:: HOW TO COMPLETE THIS TASK ::
Look through the entries below for the string "leaf", and copy each line where it is found.

:: PROVIDED MATERIAL ::
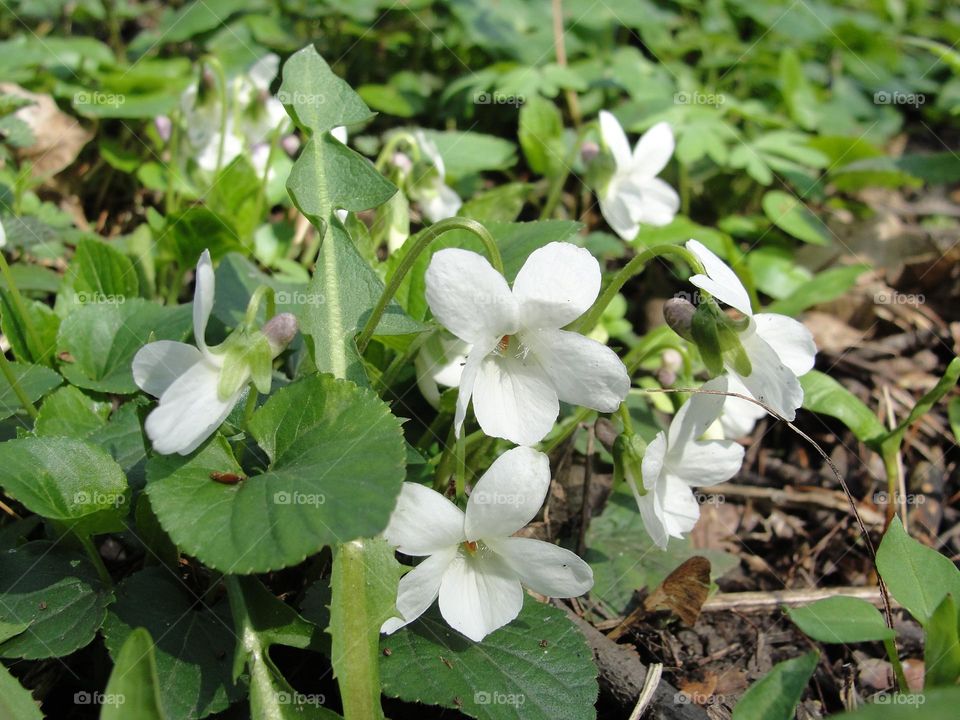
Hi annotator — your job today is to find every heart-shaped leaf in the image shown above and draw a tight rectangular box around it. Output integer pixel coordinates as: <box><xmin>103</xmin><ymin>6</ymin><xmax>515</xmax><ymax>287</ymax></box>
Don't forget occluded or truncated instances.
<box><xmin>146</xmin><ymin>373</ymin><xmax>406</xmax><ymax>573</ymax></box>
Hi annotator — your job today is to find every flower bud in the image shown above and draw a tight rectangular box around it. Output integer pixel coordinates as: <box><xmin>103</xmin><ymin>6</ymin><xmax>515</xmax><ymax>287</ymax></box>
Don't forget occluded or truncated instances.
<box><xmin>155</xmin><ymin>115</ymin><xmax>172</xmax><ymax>142</ymax></box>
<box><xmin>262</xmin><ymin>312</ymin><xmax>299</xmax><ymax>356</ymax></box>
<box><xmin>580</xmin><ymin>140</ymin><xmax>600</xmax><ymax>164</ymax></box>
<box><xmin>392</xmin><ymin>151</ymin><xmax>413</xmax><ymax>174</ymax></box>
<box><xmin>663</xmin><ymin>298</ymin><xmax>696</xmax><ymax>341</ymax></box>
<box><xmin>281</xmin><ymin>134</ymin><xmax>301</xmax><ymax>156</ymax></box>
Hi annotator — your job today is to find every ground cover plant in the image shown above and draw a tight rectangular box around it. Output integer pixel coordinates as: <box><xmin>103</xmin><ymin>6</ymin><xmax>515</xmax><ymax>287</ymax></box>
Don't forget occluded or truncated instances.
<box><xmin>0</xmin><ymin>1</ymin><xmax>959</xmax><ymax>718</ymax></box>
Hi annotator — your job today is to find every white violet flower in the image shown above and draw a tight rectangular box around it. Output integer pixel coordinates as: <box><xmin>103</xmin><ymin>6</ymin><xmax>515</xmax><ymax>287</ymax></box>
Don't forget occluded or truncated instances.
<box><xmin>627</xmin><ymin>377</ymin><xmax>745</xmax><ymax>549</ymax></box>
<box><xmin>686</xmin><ymin>239</ymin><xmax>817</xmax><ymax>421</ymax></box>
<box><xmin>381</xmin><ymin>446</ymin><xmax>593</xmax><ymax>642</ymax></box>
<box><xmin>411</xmin><ymin>130</ymin><xmax>461</xmax><ymax>222</ymax></box>
<box><xmin>596</xmin><ymin>110</ymin><xmax>680</xmax><ymax>241</ymax></box>
<box><xmin>414</xmin><ymin>332</ymin><xmax>471</xmax><ymax>408</ymax></box>
<box><xmin>425</xmin><ymin>241</ymin><xmax>631</xmax><ymax>446</ymax></box>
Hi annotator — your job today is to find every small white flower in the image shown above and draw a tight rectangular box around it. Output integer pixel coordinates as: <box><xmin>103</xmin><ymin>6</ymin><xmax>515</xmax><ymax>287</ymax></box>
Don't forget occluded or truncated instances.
<box><xmin>411</xmin><ymin>130</ymin><xmax>461</xmax><ymax>222</ymax></box>
<box><xmin>0</xmin><ymin>217</ymin><xmax>6</xmax><ymax>249</ymax></box>
<box><xmin>686</xmin><ymin>239</ymin><xmax>817</xmax><ymax>421</ymax></box>
<box><xmin>414</xmin><ymin>332</ymin><xmax>471</xmax><ymax>408</ymax></box>
<box><xmin>425</xmin><ymin>242</ymin><xmax>631</xmax><ymax>446</ymax></box>
<box><xmin>717</xmin><ymin>373</ymin><xmax>766</xmax><ymax>438</ymax></box>
<box><xmin>597</xmin><ymin>111</ymin><xmax>680</xmax><ymax>241</ymax></box>
<box><xmin>628</xmin><ymin>378</ymin><xmax>744</xmax><ymax>549</ymax></box>
<box><xmin>133</xmin><ymin>251</ymin><xmax>243</xmax><ymax>455</ymax></box>
<box><xmin>381</xmin><ymin>446</ymin><xmax>593</xmax><ymax>642</ymax></box>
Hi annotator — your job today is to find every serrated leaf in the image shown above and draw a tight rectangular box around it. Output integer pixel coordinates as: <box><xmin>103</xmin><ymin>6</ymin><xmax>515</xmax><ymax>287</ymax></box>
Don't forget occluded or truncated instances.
<box><xmin>800</xmin><ymin>371</ymin><xmax>886</xmax><ymax>444</ymax></box>
<box><xmin>762</xmin><ymin>190</ymin><xmax>830</xmax><ymax>245</ymax></box>
<box><xmin>0</xmin><ymin>436</ymin><xmax>129</xmax><ymax>536</ymax></box>
<box><xmin>876</xmin><ymin>517</ymin><xmax>960</xmax><ymax>626</ymax></box>
<box><xmin>0</xmin><ymin>361</ymin><xmax>60</xmax><ymax>421</ymax></box>
<box><xmin>63</xmin><ymin>238</ymin><xmax>139</xmax><ymax>309</ymax></box>
<box><xmin>732</xmin><ymin>651</ymin><xmax>818</xmax><ymax>720</ymax></box>
<box><xmin>787</xmin><ymin>596</ymin><xmax>895</xmax><ymax>643</ymax></box>
<box><xmin>35</xmin><ymin>385</ymin><xmax>110</xmax><ymax>438</ymax></box>
<box><xmin>379</xmin><ymin>601</ymin><xmax>598</xmax><ymax>720</ymax></box>
<box><xmin>0</xmin><ymin>541</ymin><xmax>112</xmax><ymax>659</ymax></box>
<box><xmin>0</xmin><ymin>662</ymin><xmax>42</xmax><ymax>719</ymax></box>
<box><xmin>56</xmin><ymin>298</ymin><xmax>192</xmax><ymax>394</ymax></box>
<box><xmin>0</xmin><ymin>288</ymin><xmax>60</xmax><ymax>365</ymax></box>
<box><xmin>146</xmin><ymin>374</ymin><xmax>406</xmax><ymax>573</ymax></box>
<box><xmin>102</xmin><ymin>628</ymin><xmax>168</xmax><ymax>720</ymax></box>
<box><xmin>102</xmin><ymin>568</ymin><xmax>240</xmax><ymax>720</ymax></box>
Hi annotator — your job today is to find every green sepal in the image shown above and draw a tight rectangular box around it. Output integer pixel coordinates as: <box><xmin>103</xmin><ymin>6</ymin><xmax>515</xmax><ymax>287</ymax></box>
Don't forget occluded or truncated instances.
<box><xmin>613</xmin><ymin>433</ymin><xmax>647</xmax><ymax>493</ymax></box>
<box><xmin>691</xmin><ymin>301</ymin><xmax>725</xmax><ymax>377</ymax></box>
<box><xmin>215</xmin><ymin>331</ymin><xmax>273</xmax><ymax>400</ymax></box>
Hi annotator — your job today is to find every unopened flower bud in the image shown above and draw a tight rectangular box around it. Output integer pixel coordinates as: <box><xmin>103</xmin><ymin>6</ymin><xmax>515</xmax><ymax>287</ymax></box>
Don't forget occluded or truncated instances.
<box><xmin>663</xmin><ymin>298</ymin><xmax>696</xmax><ymax>341</ymax></box>
<box><xmin>281</xmin><ymin>134</ymin><xmax>301</xmax><ymax>156</ymax></box>
<box><xmin>155</xmin><ymin>115</ymin><xmax>172</xmax><ymax>142</ymax></box>
<box><xmin>656</xmin><ymin>348</ymin><xmax>683</xmax><ymax>386</ymax></box>
<box><xmin>262</xmin><ymin>313</ymin><xmax>299</xmax><ymax>356</ymax></box>
<box><xmin>392</xmin><ymin>151</ymin><xmax>413</xmax><ymax>174</ymax></box>
<box><xmin>580</xmin><ymin>140</ymin><xmax>600</xmax><ymax>164</ymax></box>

:: THE COMPLETED TASK ::
Hi annotator — your job today is to find every heart-shaped leaf in the image shown above and draw a tight rectangular box around it. Output integer pixel coordinates as: <box><xmin>103</xmin><ymin>6</ymin><xmax>515</xmax><ymax>287</ymax></box>
Hi annotator — your job today is to find every serrated leaf in the image shown above and draw a tight rectangular box around it. Output integer pixel coordinates as: <box><xmin>103</xmin><ymin>6</ymin><xmax>515</xmax><ymax>287</ymax></box>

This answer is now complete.